• EXERCISE OBJECTIVE
Reproduce the listing that follows with no differences at all.

• DATA LISTING
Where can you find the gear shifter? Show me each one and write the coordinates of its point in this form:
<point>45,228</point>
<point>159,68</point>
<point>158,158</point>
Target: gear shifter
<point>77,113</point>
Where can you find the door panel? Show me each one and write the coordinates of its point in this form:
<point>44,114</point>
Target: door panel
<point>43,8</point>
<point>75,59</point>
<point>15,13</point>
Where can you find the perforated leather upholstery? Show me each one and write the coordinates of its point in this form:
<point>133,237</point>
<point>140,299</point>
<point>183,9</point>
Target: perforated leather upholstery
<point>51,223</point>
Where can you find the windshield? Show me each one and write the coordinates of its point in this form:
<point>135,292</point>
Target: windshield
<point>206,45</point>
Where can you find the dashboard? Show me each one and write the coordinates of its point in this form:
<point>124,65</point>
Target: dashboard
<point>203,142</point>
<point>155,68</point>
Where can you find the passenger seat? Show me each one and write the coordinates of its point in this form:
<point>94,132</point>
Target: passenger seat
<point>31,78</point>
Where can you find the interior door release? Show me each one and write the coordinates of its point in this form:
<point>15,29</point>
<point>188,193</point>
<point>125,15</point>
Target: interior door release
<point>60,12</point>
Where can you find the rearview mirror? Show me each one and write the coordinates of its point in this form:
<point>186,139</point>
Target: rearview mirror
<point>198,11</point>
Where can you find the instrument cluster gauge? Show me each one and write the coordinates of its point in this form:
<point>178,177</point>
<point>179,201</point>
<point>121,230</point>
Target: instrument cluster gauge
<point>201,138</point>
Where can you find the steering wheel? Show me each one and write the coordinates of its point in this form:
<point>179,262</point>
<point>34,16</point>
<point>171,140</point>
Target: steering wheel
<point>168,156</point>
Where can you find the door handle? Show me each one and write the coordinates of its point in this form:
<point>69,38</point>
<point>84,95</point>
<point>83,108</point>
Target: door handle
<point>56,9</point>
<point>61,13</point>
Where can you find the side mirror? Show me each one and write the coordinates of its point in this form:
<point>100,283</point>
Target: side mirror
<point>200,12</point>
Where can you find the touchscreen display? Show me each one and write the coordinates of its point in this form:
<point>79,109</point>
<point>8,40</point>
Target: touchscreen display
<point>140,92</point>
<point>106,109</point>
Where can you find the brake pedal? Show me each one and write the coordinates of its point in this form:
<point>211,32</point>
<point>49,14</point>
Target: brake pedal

• RESULT
Where can you find the gear shifter? Show me each one and write the coordinates of its point in this form:
<point>45,228</point>
<point>159,68</point>
<point>158,158</point>
Target: gear shifter
<point>77,113</point>
Where can you find the door panel? Show me each one and write the coordinates of its point in this form:
<point>44,114</point>
Target: door panel
<point>43,8</point>
<point>75,59</point>
<point>15,13</point>
Where can you find the perforated leather upholstery? Show me each one and write the coordinates of its point in this form:
<point>133,237</point>
<point>140,299</point>
<point>183,9</point>
Target: perforated leather upholstery
<point>51,223</point>
Where can you find the windshield? Show me each one and write the coordinates of its point in this form:
<point>135,292</point>
Target: windshield
<point>206,45</point>
Where can you find the dashboard? Show me each one and write the coordinates of its point in this form:
<point>124,65</point>
Target: dashboard
<point>203,142</point>
<point>155,68</point>
Where can you find the passenger seat? Show me each one and write the coordinates of its point in this form:
<point>94,132</point>
Target: passenger seat
<point>31,78</point>
Where can you find the interior door release? Show me each one and write the coordinates of its point in this form:
<point>15,29</point>
<point>188,193</point>
<point>125,15</point>
Target: interior door release
<point>60,12</point>
Where can you find the rearview mirror? Show me each one and write the coordinates of its point in this form:
<point>186,139</point>
Target: rearview mirror
<point>198,11</point>
Where can you find the instrument cluster gauge? Show me each one and write the coordinates of its point in this form:
<point>178,177</point>
<point>179,201</point>
<point>121,230</point>
Target: instrument cluster gauge
<point>201,138</point>
Where can you find the steering wheel? Show me each one and write the coordinates of its point in this form:
<point>179,262</point>
<point>34,16</point>
<point>171,140</point>
Target: steering wheel
<point>168,156</point>
Where can you find the door handle? Show me each one and write the coordinates of its point in this form:
<point>69,38</point>
<point>84,95</point>
<point>83,108</point>
Target: door handle
<point>56,9</point>
<point>61,13</point>
Where can you find the side mirror? Show me each one and write the coordinates of its point in this form:
<point>100,283</point>
Target: side mirror
<point>200,12</point>
Where can you find the touchscreen display? Show me each one and write the coordinates of its point in this form:
<point>79,109</point>
<point>8,40</point>
Target: touchscreen display
<point>140,92</point>
<point>106,109</point>
Where can you find the brake pedal? Show me each one and write the coordinates of its point in this form:
<point>211,32</point>
<point>49,14</point>
Target: brake pedal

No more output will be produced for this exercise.